CONSIGNE
Réécrivez le passage de l'article sur Hong Kong qui s'ouvre sur « Depuis six mois, l’ancienne » et se clôt sur « bruyamment leur présence. », en remplaçant « Pékin » par « Beijing ».

SOURCE
---+---

A Hong Kong, les contestataires dénoncent et dessinent

A Hong Kong, les contestataires dénoncent et dessinent

François Bougon
Le mouvement de protestation qui agite l’ancienne colonie britannique est entré dans son septième mois. La contestation est dans la rue, mais également sur les dessins et les affiches qui tapissent les espaces publics et circulent sur le Net et dans les groupes Telegram qui relient les manifestants. Car là aussi il s’agit de suivre le mot d’ordre « Be Water ». Illustrations.
À l'université baptiste de Hong Kong, le 26 novembre 2019, a été posée une réplique d'une déesse de la démocratie avec des inscriptions en français. © FB


Hong Kong (Chine), envoyé spécial.– En temps normal, la vie de l’université baptiste de Hong Kong est rythmée par les va-et-vient des étudiants et des professeurs, par les heures de cours et les moments de détente caractéristiques d’un campus. Le lieu bouillonne de vie dans un cadre magnifique : au nord se détache la roche du Lion, un sommet de 495 mètres dont le pic fait penser à l’animal sauvage et qui est l’un des symboles de Hong Kong – on évoque ainsi « l’esprit de la roche et du Lion » pour rendre hommage aux générations de Hongkongais qui ont bâti cette ville-État.

Mais depuis la mi-novembre, la faculté est étrangement calme. Les étudiants étrangers sont rentrés chez eux, tout comme ceux venus du continent. Les cours se font en ligne après la suspension des classes décidée à la suite des violences qui ont éclaté sur les campus de deux autres universités de la ville, Chinese University (Chinese U) et l’université Polytechnique (PolyU). Quelques rares étudiants errent et désormais les entrées sont étroitement surveillées par des gardes qui ne laissent passer que ceux qui montrent patte blanche.

Depuis six mois, l’ancienne colonie britannique montre son opposition à Pékin, un mouvement déclenché par la volonté des autorités locales d’adopter une loi d’extradition vers la Chine. Si le projet a été finalement abandonné par la cheffe de l’exécutif Carrie Lam après une série de manifestations, la mobilisation, elle, se poursuit avec une montée des violences entre protestataires et policiers. Près de l’université se dresse une des casernes de l’Armée populaire de libération à Hong Kong. Plusieurs fois par jour, les soldats engagés dans des manœuvres anti-émeutes manifestent bruyamment leur présence.

Professeur de bande dessinée à la faculté d’arts graphiques (Academy of Visual Arts Department) et caricaturiste dans l’un des quotidiens les plus renommés de l’île, Ming Pao, Justin Wong, 45 ans, vient nous chercher pour que nous puissions entrer. Les couloirs sont déserts, un air de vacances règne. Les murs sont pourtant toujours recouverts d’affiches politiques et l’on ne peut s’empêcher de penser à Mai-68.

---+---

EXTRAITS DE DONNÉES

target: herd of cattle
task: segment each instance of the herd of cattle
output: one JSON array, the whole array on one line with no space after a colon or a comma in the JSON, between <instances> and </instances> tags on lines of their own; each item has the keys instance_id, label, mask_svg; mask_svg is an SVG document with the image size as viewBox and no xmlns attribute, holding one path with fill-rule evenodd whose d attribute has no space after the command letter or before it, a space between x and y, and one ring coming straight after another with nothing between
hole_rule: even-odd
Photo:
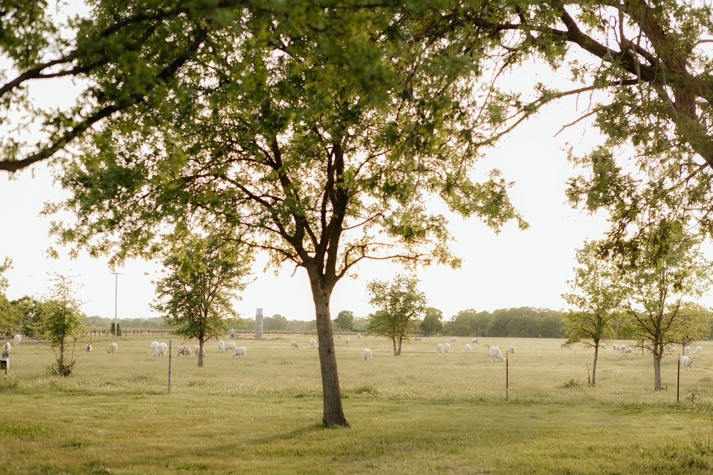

---+---

RÉPONSE
Depuis six mois, l’ancienne colonie britannique montre son opposition à Beijing, un mouvement déclenché par la volonté des autorités locales d’adopter une loi d’extradition vers la Chine. Si le projet a été finalement abandonné par la cheffe de l’exécutif Carrie Lam après une série de manifestations, la mobilisation, elle, se poursuit avec une montée des violences entre protestataires et policiers. Près de l’université se dresse une des casernes de l’Armée populaire de libération à Hong Kong. Plusieurs fois par jour, les soldats engagés dans des manœuvres anti-émeutes manifestent bruyamment leur présence.